**TASK DIRECTIONS:**
Translate this sentence from the article on Serbia and EU conditionality into Spanish: "Another cause of Serbia’s craving to maintain good relations with the West (that is – EU plus US) is its economic woes."

** START DOCUMENT **

By Ivana Popovic
Is EU conditionality most effective at times of heightened “demand” by a would-be member state?
Yes, many would say. The argument goes that prospective member states are more vulnerable to give in to Brussels’ pressure in the run-up to events that constitute landmarks in the accession process: Stabilization and Association Agreement, candidate status award, opening of the candidate-EU negotiations, and the likes. The logic is simple: a needy state is malleable by the EU “stick and carrot” approach, hence we can expect the former not only to meet the formal accession criteria (e.g. Copenhagen), but also to bow to extra “side conditions” pertaining to non-accession matters.
The recent accord between the Serbian government and Kosovo authorities has been raised by pundits as a case in point. Two months ago Serbia agreed to cross what has been marked the “red-line” by the previous government – it held nine rounds of talks with Kosovo representatives, resulting in an agreement which regulates the position and status of the Serbian-majority populated municipalities in the north of Kosovo, including border, police, and judiciary issues. This all coincides with the expectation of the EU approving the beginning of negotiations about the Serbian membership, due to be decided upon on 28 June. Hence the conclusion that Serbia agreed to go “farther” in its talks with Kosovo owing to the expectation of obtaining EU accession negotiations, whereby the EU pushes Serbia to undertake steps which would contribute to Kosovo’s independence, if not in one step – than in a piecemeal way.
But such conclusions might be misleading. While Serbia has no doubt been subjected to increasing pressure since the new government formed in the summer 2012, the sources of this pressure, as well as the Serbian officials’ readiness to be “cooperative” during the Kosovo negotiations, are more varied and dispersed than the EU conditionality narrative holds. Although the reports and analyses of why Serbia crossed its “red line” mention the EU as the core driver of the recent “breakthroughs”, the mechanisms of rendering such pressure effective lie beyond Brussels and have much to do with the political elite’s “face lifting” and the growing crisis.
Take the so called “re-branding” of once nationalist elites. The current government is run by hard-liners from the Milosevic’s time, and since the “5th October Revolution” (2000), which spelled the end to his regime, this is the first coalition dominated by former nationalist parties, notorious for their political (mis)deeds in the 1990s. Now the ruling Serbian Progressive Party, as well as the Socialists Party (once Milosevic’s), are making an effort to portray themselves as moderately conservative, pro-European parties, who have discarded the radical anti-European discourse. As a result, the government is resolved to stay away from international disagreements, let alone open conflicts, be they related to regional or wider foreign affairs. Therefore any failure to move the Kosovo talks forward by making concessions to the opposite side would be met by concerted charges that the once nationalists in fact have not altered their manner of confronting with the West.
Another cause of Serbia’s craving to maintain good relations with the West (that is – EU plus US) is its economic woes. The dire state and ongoing crisis, with a historically highest public debt of almost 60% of the GDP, non-existent growth hovering around 0%, inflation amounting to 14%, and gloomy demographic prospects, Serbia has entered a vicious circle of dependency on foreign loans, in the first place IMF arrangements, as the only means of “plugging the holes” in the ailing economy. To keep the door open to prominent lenders, Serbia must not oppose major Western forces that sway and have a say in the international financial institutions. Therefore financial concerns play a significant role in preventing Serbia from being a tough negotiator in matters of interest of major Western powers, and since the countries like the USA, Germany, UK, and France have all been persistently pushing for Kosovo independence, a fully-fledged resistance by Serbia would be treated as an act of hostility that warrants some form of retaliation through the proverbial “stick and carrot” manoeuvre.

** END DOCUMENT **
** START RAW RECORDS **

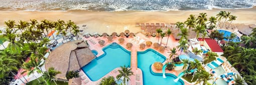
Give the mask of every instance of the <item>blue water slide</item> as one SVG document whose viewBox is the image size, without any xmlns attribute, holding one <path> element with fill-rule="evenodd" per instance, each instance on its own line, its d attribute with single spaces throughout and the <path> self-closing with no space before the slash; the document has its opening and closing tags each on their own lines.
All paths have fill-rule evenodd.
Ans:
<svg viewBox="0 0 256 85">
<path fill-rule="evenodd" d="M 162 70 L 163 72 L 163 78 L 166 78 L 166 76 L 165 76 L 165 68 L 167 66 L 167 65 L 165 64 L 164 66 L 163 66 L 163 68 Z"/>
</svg>

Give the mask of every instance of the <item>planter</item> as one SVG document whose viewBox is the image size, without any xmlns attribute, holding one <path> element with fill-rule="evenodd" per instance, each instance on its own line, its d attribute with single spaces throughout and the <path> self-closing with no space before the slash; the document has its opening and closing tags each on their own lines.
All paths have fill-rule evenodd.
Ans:
<svg viewBox="0 0 256 85">
<path fill-rule="evenodd" d="M 174 66 L 175 66 L 175 68 L 174 68 L 174 70 L 182 70 L 182 68 L 183 68 L 184 64 L 183 63 L 181 64 L 174 64 Z"/>
</svg>

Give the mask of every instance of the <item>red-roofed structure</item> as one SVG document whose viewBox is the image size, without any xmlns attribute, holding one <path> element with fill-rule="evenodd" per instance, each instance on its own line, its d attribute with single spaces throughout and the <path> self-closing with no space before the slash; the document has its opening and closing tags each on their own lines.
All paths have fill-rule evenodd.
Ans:
<svg viewBox="0 0 256 85">
<path fill-rule="evenodd" d="M 212 52 L 223 52 L 223 51 L 220 46 L 218 44 L 215 40 L 211 39 L 210 38 L 205 38 L 204 40 L 203 38 L 198 38 L 198 40 L 200 42 L 204 42 L 205 43 L 203 44 L 206 48 L 208 46 L 212 50 Z"/>
</svg>

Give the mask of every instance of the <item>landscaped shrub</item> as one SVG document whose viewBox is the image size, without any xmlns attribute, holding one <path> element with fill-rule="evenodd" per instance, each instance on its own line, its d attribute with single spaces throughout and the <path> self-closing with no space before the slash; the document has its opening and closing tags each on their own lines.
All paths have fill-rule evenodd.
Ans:
<svg viewBox="0 0 256 85">
<path fill-rule="evenodd" d="M 153 64 L 154 67 L 158 70 L 161 70 L 163 68 L 163 64 L 160 62 L 156 62 Z"/>
</svg>

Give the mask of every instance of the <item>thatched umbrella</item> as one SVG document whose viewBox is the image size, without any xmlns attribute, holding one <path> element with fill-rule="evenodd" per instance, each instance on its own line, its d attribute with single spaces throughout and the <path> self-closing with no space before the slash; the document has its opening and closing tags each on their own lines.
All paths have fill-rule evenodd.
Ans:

** END RAW RECORDS **

**OUTPUT FOR THIS EXERCISE:**
Otra causa del anhelo de Serbia de mantener buenas relaciones con Occidente (es decir, la UE más EE. UU.) son sus problemas económicos.